Task 1 —
Pull out every line of the records that contains the string "tail", matching case.

Provided passage —
* Begin *

Re: Batch processing with large data sets

From: Juergen Saar (juerge..saar.org)
Date: Thu Aug 03 2006 - 02:37:16 EDT

  • Next message: Ayhan Kondoz: "Custom SQL query - HowTo"

    Hi Nikolai,

    please keep me informed ...
    I've tried a lot, but in all cases the reading DataContext was running out
    of memory when the tables had enough data.

    The problem with this root-context is, that it is not possible to throw it
    out and continue with a new one ...

    --- Juergen ---

    2006/8/3, Nikolai Raitsev <nikolai.raitse..mail.com>:
    >
    > Mike you is very fast with answering:)
    >
    > Thank you!! I will try it out tomorrow
    >
    > Nikolai
    >
    > 2006/8/2, Mike Kienenberger <mkienen..mail.com>:
    > >
    > > I'm not quite answering your specific question, but some of the things
    > > people have done in the past is to throw out the old Cayenne Data
    > > context periodically (every N number of objects written out) and
    > > create a new one.
    > >
    > > Also, you can use performIteratedQuery instead of performQuery to only
    > > fetch a limited number of records for processing at a time.
    > >
    > > On 8/2/06, Nikolai Raitsev <nikolai.raitse..mail.com> wrote:
    > > > Hello all, I hope, this is my last question...:)
    > > >
    > > > Example:
    > > >
    > > > I would like to perform a copy from table 1 ("InterfaceTable") to
    > table
    > > 2
    > > > ("BaseTable").
    > > >
    > > > On both tables i have defined business objects (with cayenne modeler,
    > > > InterfaceObj and BaseObj).

* End *

Task 2 —
Copy out the forum thread on batch processing with large data sets in full, word for word.

Materials provided —
* Begin *

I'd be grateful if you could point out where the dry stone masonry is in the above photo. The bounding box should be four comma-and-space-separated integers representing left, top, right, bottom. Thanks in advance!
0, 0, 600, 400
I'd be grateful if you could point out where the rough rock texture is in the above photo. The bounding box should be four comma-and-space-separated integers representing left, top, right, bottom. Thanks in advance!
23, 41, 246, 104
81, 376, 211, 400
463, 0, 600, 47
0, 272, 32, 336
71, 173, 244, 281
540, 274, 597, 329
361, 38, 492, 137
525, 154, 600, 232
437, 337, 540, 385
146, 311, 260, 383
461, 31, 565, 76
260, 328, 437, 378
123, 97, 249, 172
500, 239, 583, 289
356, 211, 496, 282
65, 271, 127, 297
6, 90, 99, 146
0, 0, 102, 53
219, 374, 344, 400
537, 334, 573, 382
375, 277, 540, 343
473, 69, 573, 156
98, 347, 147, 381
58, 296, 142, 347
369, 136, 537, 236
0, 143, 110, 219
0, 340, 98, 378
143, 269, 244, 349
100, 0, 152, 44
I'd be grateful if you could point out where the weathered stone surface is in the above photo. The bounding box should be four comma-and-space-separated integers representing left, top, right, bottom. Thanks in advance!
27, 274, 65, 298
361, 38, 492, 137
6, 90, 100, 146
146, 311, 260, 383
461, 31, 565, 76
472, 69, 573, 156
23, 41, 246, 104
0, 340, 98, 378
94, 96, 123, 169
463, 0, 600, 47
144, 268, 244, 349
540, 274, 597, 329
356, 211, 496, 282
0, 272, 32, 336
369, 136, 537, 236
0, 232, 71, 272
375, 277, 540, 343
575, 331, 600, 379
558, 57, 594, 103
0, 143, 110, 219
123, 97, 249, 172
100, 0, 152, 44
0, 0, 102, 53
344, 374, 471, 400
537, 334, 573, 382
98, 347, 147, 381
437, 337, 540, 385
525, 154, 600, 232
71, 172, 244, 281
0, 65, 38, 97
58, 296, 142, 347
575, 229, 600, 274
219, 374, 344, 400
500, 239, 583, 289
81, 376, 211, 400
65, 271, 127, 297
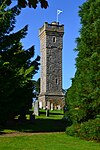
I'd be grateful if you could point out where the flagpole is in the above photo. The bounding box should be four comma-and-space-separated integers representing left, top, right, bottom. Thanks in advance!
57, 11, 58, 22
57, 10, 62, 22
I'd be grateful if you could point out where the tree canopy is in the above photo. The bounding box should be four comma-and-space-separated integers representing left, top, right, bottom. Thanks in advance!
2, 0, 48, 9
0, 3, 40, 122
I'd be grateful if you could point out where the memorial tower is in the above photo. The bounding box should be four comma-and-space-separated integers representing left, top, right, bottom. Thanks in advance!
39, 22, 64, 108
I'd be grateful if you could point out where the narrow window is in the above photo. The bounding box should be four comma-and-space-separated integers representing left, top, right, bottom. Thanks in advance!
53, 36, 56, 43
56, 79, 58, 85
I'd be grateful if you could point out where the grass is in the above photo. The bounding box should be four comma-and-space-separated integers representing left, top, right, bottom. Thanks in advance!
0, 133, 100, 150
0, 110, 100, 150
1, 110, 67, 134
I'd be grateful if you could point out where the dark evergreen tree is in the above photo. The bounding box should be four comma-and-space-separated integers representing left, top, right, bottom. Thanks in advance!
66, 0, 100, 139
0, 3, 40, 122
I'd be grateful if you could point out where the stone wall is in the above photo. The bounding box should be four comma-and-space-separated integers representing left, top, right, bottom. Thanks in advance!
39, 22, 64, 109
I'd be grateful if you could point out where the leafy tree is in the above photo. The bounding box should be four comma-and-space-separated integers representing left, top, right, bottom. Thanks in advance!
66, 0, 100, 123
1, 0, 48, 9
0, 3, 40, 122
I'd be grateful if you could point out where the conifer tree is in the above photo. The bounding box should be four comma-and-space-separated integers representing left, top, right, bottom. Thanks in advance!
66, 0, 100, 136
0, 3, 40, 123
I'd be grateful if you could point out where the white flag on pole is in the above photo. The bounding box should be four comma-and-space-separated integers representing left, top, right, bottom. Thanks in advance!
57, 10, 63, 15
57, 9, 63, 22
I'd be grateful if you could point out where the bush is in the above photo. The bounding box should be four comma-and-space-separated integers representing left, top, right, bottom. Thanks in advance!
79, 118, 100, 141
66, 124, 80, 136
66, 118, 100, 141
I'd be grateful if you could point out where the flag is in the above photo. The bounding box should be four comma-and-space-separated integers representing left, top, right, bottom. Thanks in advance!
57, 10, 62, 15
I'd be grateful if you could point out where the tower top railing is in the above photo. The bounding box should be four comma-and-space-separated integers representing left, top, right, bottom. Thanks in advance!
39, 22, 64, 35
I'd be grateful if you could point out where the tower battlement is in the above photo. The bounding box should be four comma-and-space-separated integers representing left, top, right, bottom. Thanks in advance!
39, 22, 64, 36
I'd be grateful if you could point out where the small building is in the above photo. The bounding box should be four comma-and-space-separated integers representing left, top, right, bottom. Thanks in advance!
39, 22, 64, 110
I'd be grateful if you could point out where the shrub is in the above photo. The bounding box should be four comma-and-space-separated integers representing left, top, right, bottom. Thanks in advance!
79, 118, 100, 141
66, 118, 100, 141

* End *
* Begin *

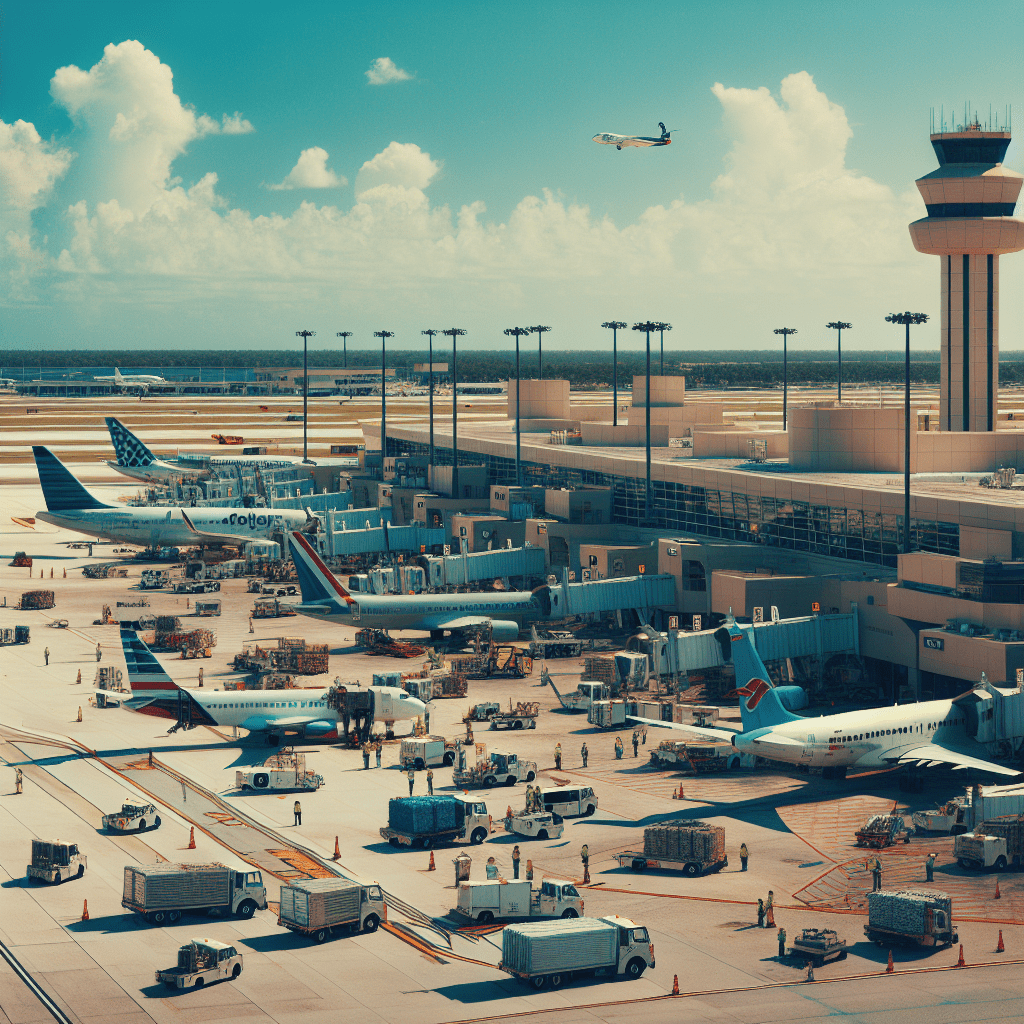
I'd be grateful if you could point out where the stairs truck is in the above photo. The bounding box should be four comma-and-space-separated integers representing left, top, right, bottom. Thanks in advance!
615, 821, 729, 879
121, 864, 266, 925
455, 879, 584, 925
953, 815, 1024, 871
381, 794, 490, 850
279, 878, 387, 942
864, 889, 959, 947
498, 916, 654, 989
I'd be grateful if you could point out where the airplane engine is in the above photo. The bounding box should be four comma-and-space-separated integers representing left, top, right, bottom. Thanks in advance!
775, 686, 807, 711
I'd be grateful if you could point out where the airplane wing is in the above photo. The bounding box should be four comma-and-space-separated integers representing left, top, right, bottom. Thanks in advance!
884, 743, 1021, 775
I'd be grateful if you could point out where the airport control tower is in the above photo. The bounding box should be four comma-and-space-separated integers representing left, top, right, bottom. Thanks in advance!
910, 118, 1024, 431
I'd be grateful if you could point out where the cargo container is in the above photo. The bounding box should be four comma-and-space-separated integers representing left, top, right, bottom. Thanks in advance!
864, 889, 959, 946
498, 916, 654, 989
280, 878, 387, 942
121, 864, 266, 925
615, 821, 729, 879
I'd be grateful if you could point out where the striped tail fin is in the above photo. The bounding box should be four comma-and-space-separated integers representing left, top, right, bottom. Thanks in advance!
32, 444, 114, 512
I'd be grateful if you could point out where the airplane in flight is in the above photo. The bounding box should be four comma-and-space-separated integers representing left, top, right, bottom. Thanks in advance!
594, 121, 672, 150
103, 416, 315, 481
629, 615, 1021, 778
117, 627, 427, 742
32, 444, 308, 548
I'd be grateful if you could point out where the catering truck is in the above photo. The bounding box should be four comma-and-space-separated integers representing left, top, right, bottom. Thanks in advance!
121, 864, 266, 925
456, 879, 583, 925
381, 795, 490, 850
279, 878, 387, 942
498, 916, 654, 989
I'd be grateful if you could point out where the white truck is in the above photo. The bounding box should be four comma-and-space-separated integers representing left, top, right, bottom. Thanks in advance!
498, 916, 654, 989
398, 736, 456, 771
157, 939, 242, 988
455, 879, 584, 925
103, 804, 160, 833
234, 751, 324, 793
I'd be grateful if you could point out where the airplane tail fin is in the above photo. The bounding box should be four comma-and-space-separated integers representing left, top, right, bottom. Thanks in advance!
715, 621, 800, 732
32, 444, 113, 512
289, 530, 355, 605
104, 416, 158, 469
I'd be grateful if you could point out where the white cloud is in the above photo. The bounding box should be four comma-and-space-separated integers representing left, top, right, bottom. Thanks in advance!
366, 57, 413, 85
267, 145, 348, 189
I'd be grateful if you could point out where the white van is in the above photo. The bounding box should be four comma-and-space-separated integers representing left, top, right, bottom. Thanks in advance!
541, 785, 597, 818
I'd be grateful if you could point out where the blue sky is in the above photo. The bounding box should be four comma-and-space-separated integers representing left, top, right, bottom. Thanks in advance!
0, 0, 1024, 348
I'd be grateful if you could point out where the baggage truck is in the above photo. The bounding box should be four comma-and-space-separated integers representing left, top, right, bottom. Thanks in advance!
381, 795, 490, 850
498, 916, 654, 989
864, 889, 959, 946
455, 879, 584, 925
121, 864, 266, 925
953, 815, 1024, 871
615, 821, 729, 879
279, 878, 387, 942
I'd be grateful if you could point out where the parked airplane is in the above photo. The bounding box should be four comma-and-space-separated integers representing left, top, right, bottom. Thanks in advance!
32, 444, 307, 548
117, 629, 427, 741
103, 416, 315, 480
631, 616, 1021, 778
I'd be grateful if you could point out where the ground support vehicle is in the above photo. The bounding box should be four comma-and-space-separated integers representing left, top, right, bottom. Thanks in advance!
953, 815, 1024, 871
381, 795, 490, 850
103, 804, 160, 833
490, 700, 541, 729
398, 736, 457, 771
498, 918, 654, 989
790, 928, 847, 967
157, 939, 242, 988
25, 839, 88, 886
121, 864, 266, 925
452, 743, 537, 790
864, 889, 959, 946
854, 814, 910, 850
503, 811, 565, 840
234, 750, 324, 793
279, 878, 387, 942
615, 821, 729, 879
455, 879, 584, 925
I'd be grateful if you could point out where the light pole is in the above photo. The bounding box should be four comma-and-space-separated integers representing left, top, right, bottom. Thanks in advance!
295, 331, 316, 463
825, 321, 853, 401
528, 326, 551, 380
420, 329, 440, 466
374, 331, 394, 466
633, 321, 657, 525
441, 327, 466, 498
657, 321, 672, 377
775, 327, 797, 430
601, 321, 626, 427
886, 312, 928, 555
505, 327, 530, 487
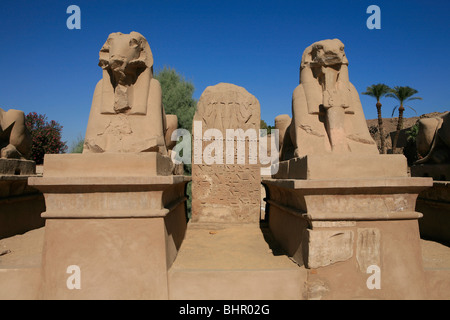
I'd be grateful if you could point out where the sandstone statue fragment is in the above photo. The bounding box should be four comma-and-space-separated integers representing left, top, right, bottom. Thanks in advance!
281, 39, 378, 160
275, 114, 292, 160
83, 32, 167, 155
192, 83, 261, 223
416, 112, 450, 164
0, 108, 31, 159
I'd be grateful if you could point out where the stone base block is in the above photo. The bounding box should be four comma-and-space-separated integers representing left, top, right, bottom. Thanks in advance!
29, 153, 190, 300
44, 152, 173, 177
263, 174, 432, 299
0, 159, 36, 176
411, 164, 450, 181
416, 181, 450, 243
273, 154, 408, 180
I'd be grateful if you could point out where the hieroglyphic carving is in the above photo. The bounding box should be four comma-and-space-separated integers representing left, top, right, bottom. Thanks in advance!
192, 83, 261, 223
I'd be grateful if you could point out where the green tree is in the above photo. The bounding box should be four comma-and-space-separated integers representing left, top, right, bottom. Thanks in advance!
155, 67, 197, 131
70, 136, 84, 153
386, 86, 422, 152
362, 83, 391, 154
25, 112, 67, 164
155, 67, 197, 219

* End *

Exercise answer 1 —
I'd be grateful if you could point out where the striped tail fin is in the above photo. The bounding box should be four comma-and-space-separated integers representing left, top, right, bottom. Thanks in advance!
I'd be grateful if you could point out where the airplane tail fin is in the above photo. The bounding box should be four comma-and-space-separated integers representing left, top, right, bottom. Thanks in advance!

Exercise answer 2 —
Re: Batch processing with large data sets

From: Juergen Saar (juerge..saar.org)
Date: Thu Aug 03 2006 - 02:37:16 EDT

  • Next message: Ayhan Kondoz: "Custom SQL query - HowTo"

    Hi Nikolai,

    please keep me informed ...
    I've tried a lot, but in all cases the reading DataContext was running out
    of memory when the tables had enough data.

    The problem with this root-context is, that it is not possible to throw it
    out and continue with a new one ...

    --- Juergen ---

    2006/8/3, Nikolai Raitsev <nikolai.raitse..mail.com>:
    >
    > Mike you is very fast with answering:)
    >
    > Thank you!! I will try it out tomorrow
    >
    > Nikolai
    >
    > 2006/8/2, Mike Kienenberger <mkienen..mail.com>:
    > >
    > > I'm not quite answering your specific question, but some of the things
    > > people have done in the past is to throw out the old Cayenne Data
    > > context periodically (every N number of objects written out) and
    > > create a new one.
    > >
    > > Also, you can use performIteratedQuery instead of performQuery to only
    > > fetch a limited number of records for processing at a time.
    > >
    > > On 8/2/06, Nikolai Raitsev <nikolai.raitse..mail.com> wrote:
    > > > Hello all, I hope, this is my last question...:)
    > > >
    > > > Example:
    > > >
    > > > I would like to perform a copy from table 1 ("InterfaceTable") to
    > table
    > > 2
    > > > ("BaseTable").
    > > >
    > > > On both tables i have defined business objects (with cayenne modeler,
    > > > InterfaceObj and BaseObj).